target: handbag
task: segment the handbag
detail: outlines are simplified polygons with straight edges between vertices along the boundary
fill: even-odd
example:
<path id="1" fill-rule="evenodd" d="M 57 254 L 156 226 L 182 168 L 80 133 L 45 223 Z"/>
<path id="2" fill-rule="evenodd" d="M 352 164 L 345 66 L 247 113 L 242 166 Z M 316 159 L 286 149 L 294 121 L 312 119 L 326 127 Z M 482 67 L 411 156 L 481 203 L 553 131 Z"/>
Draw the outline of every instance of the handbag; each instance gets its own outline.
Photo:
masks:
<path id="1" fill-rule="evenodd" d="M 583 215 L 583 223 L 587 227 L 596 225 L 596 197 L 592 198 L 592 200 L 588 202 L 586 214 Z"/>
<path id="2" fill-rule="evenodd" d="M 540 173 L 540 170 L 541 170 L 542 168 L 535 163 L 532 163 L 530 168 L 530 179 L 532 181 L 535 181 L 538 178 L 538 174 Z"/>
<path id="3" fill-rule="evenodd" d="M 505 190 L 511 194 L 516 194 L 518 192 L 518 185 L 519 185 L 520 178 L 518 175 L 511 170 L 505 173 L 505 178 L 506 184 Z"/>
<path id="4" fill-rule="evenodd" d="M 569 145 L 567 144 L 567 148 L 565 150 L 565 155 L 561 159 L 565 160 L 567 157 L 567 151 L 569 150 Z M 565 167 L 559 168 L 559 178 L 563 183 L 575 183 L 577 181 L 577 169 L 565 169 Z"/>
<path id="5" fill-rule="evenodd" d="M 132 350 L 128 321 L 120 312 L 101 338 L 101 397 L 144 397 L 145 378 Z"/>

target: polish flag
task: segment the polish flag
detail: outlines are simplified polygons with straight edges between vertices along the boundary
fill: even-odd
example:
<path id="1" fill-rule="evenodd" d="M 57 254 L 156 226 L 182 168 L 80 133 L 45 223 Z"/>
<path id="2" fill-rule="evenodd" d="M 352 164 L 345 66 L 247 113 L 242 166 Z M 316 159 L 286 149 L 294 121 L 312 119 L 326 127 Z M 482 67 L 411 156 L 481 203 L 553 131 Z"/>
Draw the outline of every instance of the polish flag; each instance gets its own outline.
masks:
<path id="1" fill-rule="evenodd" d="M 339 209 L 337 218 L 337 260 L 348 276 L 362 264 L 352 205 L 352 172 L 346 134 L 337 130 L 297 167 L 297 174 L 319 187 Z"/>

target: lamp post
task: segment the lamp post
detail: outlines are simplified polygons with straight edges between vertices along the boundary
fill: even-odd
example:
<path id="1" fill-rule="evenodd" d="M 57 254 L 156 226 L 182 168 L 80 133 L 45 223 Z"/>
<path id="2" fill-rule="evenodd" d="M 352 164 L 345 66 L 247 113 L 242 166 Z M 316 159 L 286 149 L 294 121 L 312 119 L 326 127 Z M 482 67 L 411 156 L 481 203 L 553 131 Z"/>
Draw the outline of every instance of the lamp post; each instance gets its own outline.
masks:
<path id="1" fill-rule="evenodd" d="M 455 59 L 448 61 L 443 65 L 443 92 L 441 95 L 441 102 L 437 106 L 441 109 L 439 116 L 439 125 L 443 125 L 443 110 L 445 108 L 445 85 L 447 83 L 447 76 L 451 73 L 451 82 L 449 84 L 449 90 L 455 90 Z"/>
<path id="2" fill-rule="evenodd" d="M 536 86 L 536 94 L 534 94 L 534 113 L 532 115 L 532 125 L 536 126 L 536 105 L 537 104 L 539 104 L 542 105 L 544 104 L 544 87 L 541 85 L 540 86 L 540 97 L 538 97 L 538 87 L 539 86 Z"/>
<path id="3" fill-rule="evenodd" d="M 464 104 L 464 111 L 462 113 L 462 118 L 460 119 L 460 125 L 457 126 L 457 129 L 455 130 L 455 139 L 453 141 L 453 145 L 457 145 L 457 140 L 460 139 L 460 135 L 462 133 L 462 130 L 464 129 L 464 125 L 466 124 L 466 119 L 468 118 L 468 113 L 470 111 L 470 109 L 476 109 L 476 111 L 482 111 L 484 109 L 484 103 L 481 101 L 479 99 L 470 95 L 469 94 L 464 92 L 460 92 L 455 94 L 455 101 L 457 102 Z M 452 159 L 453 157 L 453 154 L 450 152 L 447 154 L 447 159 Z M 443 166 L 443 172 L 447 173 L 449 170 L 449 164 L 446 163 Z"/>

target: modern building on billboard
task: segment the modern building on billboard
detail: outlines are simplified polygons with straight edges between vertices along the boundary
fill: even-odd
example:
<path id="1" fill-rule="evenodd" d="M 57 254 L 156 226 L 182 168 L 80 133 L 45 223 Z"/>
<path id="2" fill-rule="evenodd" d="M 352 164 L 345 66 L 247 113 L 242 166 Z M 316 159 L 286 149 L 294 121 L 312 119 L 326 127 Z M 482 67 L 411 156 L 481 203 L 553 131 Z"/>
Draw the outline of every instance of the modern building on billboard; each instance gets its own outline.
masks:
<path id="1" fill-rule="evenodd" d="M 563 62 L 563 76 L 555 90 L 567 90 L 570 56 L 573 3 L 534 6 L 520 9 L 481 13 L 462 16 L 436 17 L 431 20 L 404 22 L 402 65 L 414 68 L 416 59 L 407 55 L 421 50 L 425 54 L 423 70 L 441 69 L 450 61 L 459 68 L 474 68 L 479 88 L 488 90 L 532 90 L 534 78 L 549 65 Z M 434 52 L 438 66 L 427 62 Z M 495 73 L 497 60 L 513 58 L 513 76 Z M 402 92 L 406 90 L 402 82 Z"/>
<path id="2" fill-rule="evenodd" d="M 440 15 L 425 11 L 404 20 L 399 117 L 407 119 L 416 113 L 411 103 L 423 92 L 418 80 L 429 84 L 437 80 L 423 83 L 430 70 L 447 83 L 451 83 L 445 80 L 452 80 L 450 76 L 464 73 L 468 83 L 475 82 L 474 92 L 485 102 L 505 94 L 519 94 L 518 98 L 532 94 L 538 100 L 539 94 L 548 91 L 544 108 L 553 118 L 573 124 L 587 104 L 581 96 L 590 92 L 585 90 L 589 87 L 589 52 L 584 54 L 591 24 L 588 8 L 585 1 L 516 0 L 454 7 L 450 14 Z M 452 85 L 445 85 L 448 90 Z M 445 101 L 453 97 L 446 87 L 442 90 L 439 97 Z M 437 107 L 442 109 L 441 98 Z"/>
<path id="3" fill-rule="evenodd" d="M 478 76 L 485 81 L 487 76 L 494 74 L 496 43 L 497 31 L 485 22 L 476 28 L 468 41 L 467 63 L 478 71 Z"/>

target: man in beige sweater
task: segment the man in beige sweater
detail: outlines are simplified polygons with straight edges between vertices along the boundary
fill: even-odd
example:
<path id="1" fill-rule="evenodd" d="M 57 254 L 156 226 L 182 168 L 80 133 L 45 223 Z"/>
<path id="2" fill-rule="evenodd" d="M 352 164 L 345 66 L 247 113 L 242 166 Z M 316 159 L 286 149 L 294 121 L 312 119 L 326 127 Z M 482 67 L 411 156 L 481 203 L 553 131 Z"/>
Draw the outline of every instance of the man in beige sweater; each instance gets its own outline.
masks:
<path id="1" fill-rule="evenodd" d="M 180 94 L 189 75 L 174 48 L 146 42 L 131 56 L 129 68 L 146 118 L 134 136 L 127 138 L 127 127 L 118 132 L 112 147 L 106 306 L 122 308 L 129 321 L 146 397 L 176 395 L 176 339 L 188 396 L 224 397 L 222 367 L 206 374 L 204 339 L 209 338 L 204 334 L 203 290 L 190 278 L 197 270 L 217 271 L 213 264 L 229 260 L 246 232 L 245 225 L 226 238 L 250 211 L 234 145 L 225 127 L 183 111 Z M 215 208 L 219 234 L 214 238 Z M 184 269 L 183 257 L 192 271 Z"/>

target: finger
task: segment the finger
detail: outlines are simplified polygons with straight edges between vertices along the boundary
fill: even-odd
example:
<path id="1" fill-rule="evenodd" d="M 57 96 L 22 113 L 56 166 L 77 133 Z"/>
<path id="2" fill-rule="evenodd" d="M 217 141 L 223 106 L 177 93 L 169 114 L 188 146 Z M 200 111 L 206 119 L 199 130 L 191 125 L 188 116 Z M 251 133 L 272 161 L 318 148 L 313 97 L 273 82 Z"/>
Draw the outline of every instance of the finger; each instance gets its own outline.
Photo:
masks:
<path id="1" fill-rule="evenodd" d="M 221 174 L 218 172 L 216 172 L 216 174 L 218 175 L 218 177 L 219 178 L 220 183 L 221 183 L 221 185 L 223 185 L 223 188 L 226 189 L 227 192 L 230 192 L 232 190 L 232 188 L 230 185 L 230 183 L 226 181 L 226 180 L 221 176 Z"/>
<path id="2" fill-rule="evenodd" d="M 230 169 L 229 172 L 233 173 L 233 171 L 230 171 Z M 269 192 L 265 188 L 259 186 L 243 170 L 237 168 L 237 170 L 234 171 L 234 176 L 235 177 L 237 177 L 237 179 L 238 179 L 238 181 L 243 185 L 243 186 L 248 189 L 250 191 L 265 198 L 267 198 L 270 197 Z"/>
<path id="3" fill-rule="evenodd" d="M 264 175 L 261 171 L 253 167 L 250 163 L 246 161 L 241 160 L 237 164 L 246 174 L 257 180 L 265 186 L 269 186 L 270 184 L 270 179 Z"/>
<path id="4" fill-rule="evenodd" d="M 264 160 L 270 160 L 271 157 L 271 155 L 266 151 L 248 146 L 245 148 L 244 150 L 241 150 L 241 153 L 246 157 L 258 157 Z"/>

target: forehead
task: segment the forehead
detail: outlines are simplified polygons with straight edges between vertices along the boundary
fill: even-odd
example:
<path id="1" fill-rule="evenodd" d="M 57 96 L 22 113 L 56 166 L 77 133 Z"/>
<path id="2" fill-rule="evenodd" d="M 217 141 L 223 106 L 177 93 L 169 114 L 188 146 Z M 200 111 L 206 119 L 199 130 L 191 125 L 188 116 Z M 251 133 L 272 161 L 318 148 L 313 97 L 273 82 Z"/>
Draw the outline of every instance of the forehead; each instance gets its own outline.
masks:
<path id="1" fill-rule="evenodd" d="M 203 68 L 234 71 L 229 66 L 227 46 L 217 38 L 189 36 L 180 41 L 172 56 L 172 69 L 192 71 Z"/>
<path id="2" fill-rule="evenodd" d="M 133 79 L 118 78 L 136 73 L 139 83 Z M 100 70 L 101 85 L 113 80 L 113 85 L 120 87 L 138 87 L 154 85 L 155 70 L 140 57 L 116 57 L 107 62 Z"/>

What is being asked: Copy the lines above word for word, starting at the line that contains "target: finger" and stopping after the line that contains "264 175 L 261".

Task output:
target: finger
task: segment the finger
detail: outlines are simplified polygons with straight edges between vertices along the boundary
fill: even-odd
example:
<path id="1" fill-rule="evenodd" d="M 57 96 L 22 113 L 56 166 L 77 133 Z"/>
<path id="2" fill-rule="evenodd" d="M 217 141 L 223 106 L 177 93 L 169 114 L 188 146 Z M 200 111 L 206 119 L 199 130 L 191 125 L 188 116 Z M 251 133 L 272 161 L 318 148 L 313 97 L 273 82 Z"/>
Draw the outline of every instance of the finger; each instance gets its own outline.
Photo:
masks:
<path id="1" fill-rule="evenodd" d="M 221 174 L 218 172 L 216 172 L 216 174 L 218 175 L 218 177 L 219 178 L 220 183 L 221 183 L 221 185 L 223 185 L 223 188 L 226 189 L 227 192 L 230 192 L 232 190 L 232 188 L 230 185 L 230 183 L 226 181 L 226 180 L 221 176 Z"/>
<path id="2" fill-rule="evenodd" d="M 230 169 L 229 172 L 233 173 L 233 171 L 230 171 Z M 269 192 L 265 188 L 259 186 L 243 170 L 237 168 L 237 170 L 234 171 L 234 176 L 235 177 L 237 177 L 237 179 L 238 179 L 238 181 L 243 185 L 243 186 L 248 189 L 250 191 L 265 198 L 267 198 L 270 197 Z"/>
<path id="3" fill-rule="evenodd" d="M 264 175 L 261 171 L 253 167 L 250 163 L 246 161 L 241 160 L 237 164 L 246 174 L 257 180 L 265 186 L 269 186 L 270 184 L 270 179 Z"/>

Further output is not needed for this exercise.